Named object pointing entries
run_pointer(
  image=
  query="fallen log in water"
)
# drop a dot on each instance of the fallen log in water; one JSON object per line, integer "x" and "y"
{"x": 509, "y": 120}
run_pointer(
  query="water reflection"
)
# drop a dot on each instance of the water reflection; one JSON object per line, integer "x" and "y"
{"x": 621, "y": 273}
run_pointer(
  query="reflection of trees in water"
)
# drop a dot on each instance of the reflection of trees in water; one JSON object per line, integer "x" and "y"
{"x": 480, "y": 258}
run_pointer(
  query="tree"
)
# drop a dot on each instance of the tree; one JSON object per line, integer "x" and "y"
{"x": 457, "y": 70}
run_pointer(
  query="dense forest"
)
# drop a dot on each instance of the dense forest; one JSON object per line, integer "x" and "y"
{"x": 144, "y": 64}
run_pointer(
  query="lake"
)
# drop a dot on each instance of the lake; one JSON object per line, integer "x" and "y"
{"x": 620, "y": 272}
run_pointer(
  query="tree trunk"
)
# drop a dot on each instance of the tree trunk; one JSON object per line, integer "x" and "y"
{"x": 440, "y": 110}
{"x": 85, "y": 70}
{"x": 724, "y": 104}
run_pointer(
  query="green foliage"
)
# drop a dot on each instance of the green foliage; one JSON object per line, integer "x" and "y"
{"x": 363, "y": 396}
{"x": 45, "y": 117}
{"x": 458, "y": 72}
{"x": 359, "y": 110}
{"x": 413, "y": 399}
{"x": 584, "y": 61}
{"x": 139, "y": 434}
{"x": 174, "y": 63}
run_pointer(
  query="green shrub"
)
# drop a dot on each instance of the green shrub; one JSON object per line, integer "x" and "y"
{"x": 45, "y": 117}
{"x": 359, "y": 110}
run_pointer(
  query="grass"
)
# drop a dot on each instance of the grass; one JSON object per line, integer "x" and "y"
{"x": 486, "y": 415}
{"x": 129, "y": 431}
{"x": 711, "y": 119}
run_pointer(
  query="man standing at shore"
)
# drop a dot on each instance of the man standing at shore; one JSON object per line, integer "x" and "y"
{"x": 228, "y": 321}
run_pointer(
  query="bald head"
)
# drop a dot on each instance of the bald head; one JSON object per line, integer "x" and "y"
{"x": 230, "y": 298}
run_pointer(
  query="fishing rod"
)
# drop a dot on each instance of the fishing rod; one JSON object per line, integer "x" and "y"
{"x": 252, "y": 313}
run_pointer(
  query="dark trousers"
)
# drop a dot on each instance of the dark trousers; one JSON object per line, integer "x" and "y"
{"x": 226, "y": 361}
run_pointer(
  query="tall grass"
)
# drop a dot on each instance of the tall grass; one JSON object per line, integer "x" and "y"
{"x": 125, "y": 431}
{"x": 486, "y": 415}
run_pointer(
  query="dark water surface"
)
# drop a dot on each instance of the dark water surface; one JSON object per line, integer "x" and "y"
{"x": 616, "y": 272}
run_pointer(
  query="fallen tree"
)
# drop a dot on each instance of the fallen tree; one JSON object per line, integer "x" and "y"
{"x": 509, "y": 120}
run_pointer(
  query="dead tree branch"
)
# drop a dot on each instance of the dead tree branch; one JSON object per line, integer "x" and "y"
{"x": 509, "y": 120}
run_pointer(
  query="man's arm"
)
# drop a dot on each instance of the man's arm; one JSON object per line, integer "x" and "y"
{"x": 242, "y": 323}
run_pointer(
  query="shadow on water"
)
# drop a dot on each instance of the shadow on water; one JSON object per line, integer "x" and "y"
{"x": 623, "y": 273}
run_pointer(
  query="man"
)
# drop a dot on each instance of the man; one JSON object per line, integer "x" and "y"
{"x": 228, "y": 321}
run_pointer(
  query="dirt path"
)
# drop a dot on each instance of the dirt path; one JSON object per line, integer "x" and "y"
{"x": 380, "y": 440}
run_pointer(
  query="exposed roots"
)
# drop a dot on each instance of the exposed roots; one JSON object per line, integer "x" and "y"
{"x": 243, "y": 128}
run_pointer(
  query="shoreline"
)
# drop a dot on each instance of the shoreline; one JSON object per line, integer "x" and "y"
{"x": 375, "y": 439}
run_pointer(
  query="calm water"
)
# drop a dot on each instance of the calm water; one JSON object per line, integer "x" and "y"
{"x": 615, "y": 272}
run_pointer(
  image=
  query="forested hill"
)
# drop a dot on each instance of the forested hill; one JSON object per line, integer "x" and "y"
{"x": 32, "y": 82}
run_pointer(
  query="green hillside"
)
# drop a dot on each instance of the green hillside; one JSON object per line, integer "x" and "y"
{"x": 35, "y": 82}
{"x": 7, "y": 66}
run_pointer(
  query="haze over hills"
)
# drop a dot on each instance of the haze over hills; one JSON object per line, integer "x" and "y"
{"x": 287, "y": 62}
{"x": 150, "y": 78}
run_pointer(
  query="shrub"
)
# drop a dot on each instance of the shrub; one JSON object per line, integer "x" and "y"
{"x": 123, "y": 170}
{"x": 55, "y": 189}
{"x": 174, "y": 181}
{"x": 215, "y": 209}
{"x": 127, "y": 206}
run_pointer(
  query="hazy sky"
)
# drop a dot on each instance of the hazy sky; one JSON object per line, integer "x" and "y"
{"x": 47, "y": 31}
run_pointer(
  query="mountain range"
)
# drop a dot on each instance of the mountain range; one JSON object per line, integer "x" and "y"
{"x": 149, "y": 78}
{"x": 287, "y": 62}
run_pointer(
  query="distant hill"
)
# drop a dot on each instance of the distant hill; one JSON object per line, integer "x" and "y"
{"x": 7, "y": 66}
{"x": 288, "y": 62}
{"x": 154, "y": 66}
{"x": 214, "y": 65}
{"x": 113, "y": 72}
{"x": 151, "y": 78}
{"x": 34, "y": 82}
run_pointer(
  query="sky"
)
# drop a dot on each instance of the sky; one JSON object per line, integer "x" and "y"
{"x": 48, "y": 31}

CHALLENGE:
Type the material above out again, exactly.

COMPLETED TASK:
run_pointer(
  image=
  query="fallen log in water"
)
# drop a dot on each instance of the fallen log in water; one JSON object per line, integer "x" and "y"
{"x": 509, "y": 120}
run_pointer(
  query="water reflection"
)
# drop a dot on each instance of the water reflection; one JSON object per line, integer "x" and "y"
{"x": 621, "y": 273}
run_pointer(
  query="reflection of trees in water"
)
# drop a dot on each instance of the reflection of trees in water; one JSON object per line, integer "x" and "y"
{"x": 480, "y": 258}
run_pointer(
  query="tree"
)
# drop a dot on each instance of the tree; one JSON object per line, integer "x" and "y"
{"x": 457, "y": 70}
run_pointer(
  query="dense forest"
)
# drop a dot on each instance of the dense forest; one JSON object per line, integer "x" and "y"
{"x": 144, "y": 64}
run_pointer(
  query="lake"
)
# drop a dot on each instance of the lake; one JSON object per line, integer "x" and "y"
{"x": 620, "y": 272}
run_pointer(
  query="tree trunk"
)
# drop a dot on each instance of the tree trunk; one JSON object per line, integer "x" and "y"
{"x": 440, "y": 110}
{"x": 85, "y": 70}
{"x": 724, "y": 104}
run_pointer(
  query="green foliage"
)
# drop a dot on each instance of the green foliage; one JSON object per line, integer "x" and "y"
{"x": 363, "y": 396}
{"x": 45, "y": 117}
{"x": 458, "y": 72}
{"x": 359, "y": 110}
{"x": 413, "y": 399}
{"x": 584, "y": 61}
{"x": 139, "y": 434}
{"x": 174, "y": 63}
run_pointer(
  query="green shrub"
)
# drop a dot on each instance of the green shrub; one JSON object per line, integer "x" and "y"
{"x": 45, "y": 117}
{"x": 359, "y": 110}
run_pointer(
  query="grass"
)
# drop a dot on each instance of the grass; one JSON object per line, integer "x" and "y"
{"x": 486, "y": 415}
{"x": 129, "y": 431}
{"x": 711, "y": 119}
run_pointer(
  query="man standing at shore"
)
# drop a dot on each instance of the man standing at shore; one JSON object per line, integer "x" and "y"
{"x": 228, "y": 321}
run_pointer(
  query="bald head"
)
# drop a dot on each instance of the bald head; one JSON object per line, integer "x" and "y"
{"x": 230, "y": 298}
run_pointer(
  query="fishing rod"
)
# drop a dot on each instance of the fishing rod; one JSON object per line, integer "x" and "y"
{"x": 252, "y": 313}
run_pointer(
  query="dark trousers"
)
# drop a dot on each instance of the dark trousers; one JSON object per line, integer "x" and "y"
{"x": 226, "y": 361}
run_pointer(
  query="tall grass"
)
# drop a dot on each instance of the tall grass; one JSON object per line, integer "x" and "y"
{"x": 125, "y": 431}
{"x": 486, "y": 415}
run_pointer(
  query="dark water surface"
)
# drop a dot on each instance of the dark water surface; one JSON object per line, integer "x" and "y"
{"x": 616, "y": 272}
run_pointer(
  query="fallen tree"
)
# drop a dot on each instance of the fallen tree; one JSON object per line, integer "x" and "y"
{"x": 509, "y": 120}
run_pointer(
  query="dead tree branch"
)
# drop a dot on each instance of the dead tree branch; one JSON object per line, integer "x" and "y"
{"x": 509, "y": 120}
run_pointer(
  query="man's arm"
)
# drop a dot on each instance of the man's arm; one JSON object per line, integer "x" and "y"
{"x": 242, "y": 323}
run_pointer(
  query="shadow on water"
)
# drop a dot on each instance of the shadow on water; one JSON object per line, integer "x" and "y"
{"x": 623, "y": 273}
run_pointer(
  query="man"
)
# drop a dot on each instance of the man; one JSON object per line, integer "x" and "y"
{"x": 228, "y": 321}
run_pointer(
  query="dirt path"
)
# drop a dot on each instance of the dirt path; one JSON object per line, integer "x" and "y"
{"x": 380, "y": 440}
run_pointer(
  query="exposed roots"
)
# drop a dot on each instance of the exposed roots; one JSON object per line, integer "x" and "y"
{"x": 243, "y": 128}
run_pointer(
  query="shoreline"
)
# drop a dot on each instance of the shoreline; one JSON object per line, integer "x" and "y"
{"x": 375, "y": 439}
run_pointer(
  query="calm water"
)
# drop a dot on each instance of the calm water; one JSON object per line, integer "x" and "y"
{"x": 615, "y": 272}
run_pointer(
  image=
  query="forested hill"
)
# drop a dot on each instance of the forested hill; one JSON object per line, integer "x" and "y"
{"x": 32, "y": 82}
run_pointer(
  query="green hillside"
)
# drop a dot on each instance of the green hillside; one JSON object per line, integer "x" and "y"
{"x": 35, "y": 82}
{"x": 7, "y": 66}
run_pointer(
  query="haze over hills"
)
# drop a dot on each instance of the haze over hills; one JSON object per line, integer "x" and "y"
{"x": 287, "y": 62}
{"x": 150, "y": 78}
run_pointer(
  query="shrub"
)
# drop a dot on each instance of the shrub; one JSON object per line, integer "x" and "y"
{"x": 123, "y": 170}
{"x": 55, "y": 189}
{"x": 174, "y": 181}
{"x": 215, "y": 209}
{"x": 127, "y": 206}
run_pointer(
  query="hazy sky"
)
# drop a dot on each instance of the hazy sky; one JSON object per line, integer "x" and "y"
{"x": 47, "y": 31}
run_pointer(
  query="mountain range"
)
# drop a dot on each instance of the mountain range; one JSON object per line, integer "x" and "y"
{"x": 149, "y": 78}
{"x": 287, "y": 62}
run_pointer(
  query="distant hill"
)
# drop a dot on each instance of the distant hill; one JSON object per line, integer "x" and "y"
{"x": 7, "y": 66}
{"x": 288, "y": 62}
{"x": 154, "y": 66}
{"x": 214, "y": 65}
{"x": 113, "y": 72}
{"x": 151, "y": 78}
{"x": 34, "y": 82}
run_pointer(
  query="sky"
)
# drop a dot on each instance of the sky; one JSON object per line, integer "x" and "y"
{"x": 48, "y": 31}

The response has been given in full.